** Travail demandé **
1. Dans le texte sur les maires, quelle part des maires envisage de ne pas briguer un autre mandat aux prochaines élections municipales ?
2. Recopiez, s'il vous plaît, le passage du texte sur les maires compris entre « Décembre 2018 » et « écoutent ses concitoyens. », inclus.

** Texte à examiner **
# # # #

Décembre 2018

Le Congrès des Maires qui s’est tenu il y a quelques jours a marqué une rupture entre le Président Macron et les Maires. Son absence lors de ce salon annuel a été assimilé à un manque de respect du quotidien des 36 000 maires qui au quotidien écoutent ses concitoyens.

Selon un sondage récent, près de 50% des Maires envisagent de ne pas briguer un autre mandat aux prochaines élections municipales. Ce chiffre marque une crise de la fonction de Maire. Leur quotidien est devenu beaucoup plus complexe. Face à la diminution des dotations de l’Etat, la suppression progressive de la taxe d’habitation, la création des Territoires et de la Métropole du Grand Paris, collectivités obscures mais aux compétences grandissantes au détriment des communes, les Maires cherchent aujourd’hui à donner du sens à leur fonction.

Cette pression exercée sur le Maire s’explique d’autant plus que le maire reste aujourd’hui le seul acteur de la vie publique auquel les Français accordent toujours très majoritairement leur confiance.  Ils valorisent ainsi particulièrement cet élu de terrain alors que la confiance dans les autres représentants s’étiole au fur et à mesure que la proximité s’éloigne.

# # # #

** Données fournies **
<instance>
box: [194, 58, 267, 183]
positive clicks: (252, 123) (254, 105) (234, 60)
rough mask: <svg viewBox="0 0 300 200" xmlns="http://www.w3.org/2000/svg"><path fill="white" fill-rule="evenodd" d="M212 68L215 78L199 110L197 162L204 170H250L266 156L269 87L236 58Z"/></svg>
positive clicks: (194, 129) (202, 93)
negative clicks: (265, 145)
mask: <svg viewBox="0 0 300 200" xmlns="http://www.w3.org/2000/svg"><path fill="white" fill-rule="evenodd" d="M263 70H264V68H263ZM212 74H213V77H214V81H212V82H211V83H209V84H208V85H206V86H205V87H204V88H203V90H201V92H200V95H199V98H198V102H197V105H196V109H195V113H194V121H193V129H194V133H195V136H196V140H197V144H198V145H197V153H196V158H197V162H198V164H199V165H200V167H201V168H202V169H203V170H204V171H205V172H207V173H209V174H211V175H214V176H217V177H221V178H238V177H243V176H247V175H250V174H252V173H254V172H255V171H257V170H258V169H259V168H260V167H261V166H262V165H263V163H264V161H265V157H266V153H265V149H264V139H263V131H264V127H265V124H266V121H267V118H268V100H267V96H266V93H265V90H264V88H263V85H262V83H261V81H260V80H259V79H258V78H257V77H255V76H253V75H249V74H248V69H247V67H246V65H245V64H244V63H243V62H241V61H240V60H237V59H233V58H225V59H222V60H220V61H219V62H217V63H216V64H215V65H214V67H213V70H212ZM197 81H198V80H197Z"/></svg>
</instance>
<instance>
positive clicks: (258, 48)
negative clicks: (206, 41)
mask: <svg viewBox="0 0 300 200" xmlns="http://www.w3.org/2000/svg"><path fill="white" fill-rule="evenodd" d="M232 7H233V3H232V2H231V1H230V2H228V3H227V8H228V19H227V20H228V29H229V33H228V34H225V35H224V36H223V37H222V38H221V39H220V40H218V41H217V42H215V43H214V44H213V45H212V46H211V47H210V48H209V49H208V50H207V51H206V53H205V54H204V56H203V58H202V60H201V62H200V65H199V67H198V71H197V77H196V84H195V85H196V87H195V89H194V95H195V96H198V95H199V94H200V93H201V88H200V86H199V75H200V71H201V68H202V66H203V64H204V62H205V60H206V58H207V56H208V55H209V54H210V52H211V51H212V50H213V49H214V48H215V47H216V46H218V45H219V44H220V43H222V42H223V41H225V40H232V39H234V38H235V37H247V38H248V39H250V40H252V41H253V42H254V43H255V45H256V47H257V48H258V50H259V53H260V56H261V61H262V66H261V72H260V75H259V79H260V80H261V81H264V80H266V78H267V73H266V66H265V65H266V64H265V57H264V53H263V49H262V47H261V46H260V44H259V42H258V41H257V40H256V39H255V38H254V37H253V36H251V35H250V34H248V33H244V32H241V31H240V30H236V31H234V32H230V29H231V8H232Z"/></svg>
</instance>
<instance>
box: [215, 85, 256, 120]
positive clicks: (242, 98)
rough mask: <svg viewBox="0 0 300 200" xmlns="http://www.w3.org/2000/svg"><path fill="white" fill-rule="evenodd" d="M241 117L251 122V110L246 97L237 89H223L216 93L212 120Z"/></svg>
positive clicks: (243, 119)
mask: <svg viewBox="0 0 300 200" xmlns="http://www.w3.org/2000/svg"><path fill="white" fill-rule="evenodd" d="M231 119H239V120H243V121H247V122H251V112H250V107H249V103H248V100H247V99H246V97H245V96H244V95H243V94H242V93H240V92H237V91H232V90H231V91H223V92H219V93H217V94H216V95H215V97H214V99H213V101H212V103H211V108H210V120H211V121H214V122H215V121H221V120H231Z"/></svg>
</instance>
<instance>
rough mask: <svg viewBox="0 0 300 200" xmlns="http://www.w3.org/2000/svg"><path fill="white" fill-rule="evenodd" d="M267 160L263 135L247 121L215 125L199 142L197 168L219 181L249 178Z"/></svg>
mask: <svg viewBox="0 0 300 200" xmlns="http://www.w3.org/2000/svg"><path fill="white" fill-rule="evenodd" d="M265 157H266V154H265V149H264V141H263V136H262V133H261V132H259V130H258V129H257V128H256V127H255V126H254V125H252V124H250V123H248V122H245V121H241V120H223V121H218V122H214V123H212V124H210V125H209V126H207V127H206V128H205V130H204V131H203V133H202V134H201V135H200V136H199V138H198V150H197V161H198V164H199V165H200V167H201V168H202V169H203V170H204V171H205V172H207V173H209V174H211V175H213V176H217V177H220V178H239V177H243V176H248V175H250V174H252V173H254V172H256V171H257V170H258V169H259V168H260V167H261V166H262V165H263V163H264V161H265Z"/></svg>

# # # #

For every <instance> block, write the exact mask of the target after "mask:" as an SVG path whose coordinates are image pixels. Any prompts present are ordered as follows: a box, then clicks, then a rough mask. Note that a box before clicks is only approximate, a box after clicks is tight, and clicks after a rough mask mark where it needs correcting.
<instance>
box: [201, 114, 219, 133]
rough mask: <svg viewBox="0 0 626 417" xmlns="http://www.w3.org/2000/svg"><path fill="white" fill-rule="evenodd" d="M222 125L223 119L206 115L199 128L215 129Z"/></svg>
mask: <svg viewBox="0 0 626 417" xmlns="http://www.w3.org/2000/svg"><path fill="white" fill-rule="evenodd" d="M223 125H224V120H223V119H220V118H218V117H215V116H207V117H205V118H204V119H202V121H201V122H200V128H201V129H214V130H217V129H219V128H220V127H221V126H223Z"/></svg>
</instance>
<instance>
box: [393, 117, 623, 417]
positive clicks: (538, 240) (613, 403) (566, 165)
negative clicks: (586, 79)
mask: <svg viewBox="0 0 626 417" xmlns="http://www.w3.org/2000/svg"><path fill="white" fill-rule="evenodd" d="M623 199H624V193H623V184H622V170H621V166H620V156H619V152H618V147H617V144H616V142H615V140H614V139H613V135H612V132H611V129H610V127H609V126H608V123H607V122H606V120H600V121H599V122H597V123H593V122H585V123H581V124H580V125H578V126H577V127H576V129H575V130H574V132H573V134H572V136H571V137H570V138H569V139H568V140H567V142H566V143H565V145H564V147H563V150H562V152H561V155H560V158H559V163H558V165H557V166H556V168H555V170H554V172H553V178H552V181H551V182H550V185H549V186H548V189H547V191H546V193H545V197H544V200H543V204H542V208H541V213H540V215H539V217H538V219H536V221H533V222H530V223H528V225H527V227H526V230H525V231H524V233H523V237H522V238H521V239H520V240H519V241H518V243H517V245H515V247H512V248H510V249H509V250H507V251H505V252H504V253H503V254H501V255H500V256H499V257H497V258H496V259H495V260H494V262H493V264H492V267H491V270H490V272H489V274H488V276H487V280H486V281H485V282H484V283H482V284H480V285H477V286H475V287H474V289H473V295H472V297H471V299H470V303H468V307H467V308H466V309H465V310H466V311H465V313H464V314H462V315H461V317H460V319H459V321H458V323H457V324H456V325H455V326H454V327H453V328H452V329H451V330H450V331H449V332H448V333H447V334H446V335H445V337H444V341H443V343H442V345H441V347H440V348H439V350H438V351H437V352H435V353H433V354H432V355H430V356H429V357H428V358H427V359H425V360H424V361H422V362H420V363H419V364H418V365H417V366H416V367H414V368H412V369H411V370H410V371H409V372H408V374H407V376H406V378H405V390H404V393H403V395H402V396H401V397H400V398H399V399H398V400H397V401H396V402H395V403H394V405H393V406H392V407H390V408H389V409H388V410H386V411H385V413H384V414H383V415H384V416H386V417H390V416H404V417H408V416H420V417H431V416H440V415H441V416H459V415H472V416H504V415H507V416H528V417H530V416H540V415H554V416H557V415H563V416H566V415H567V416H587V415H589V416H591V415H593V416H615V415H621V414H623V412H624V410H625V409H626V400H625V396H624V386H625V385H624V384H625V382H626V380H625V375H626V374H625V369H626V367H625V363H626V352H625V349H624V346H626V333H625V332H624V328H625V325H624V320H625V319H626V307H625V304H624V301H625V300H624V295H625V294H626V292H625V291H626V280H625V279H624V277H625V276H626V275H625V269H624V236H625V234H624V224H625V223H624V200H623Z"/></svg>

# # # #

** Réponses par point **
1. Près de 50 % des maires.

2.
Décembre 2018

Le Congrès des Maires qui s’est tenu il y a quelques jours a marqué une rupture entre le Président Macron et les Maires. Son absence lors de ce salon annuel a été assimilé à un manque de respect du quotidien des 36 000 maires qui au quotidien écoutent ses concitoyens.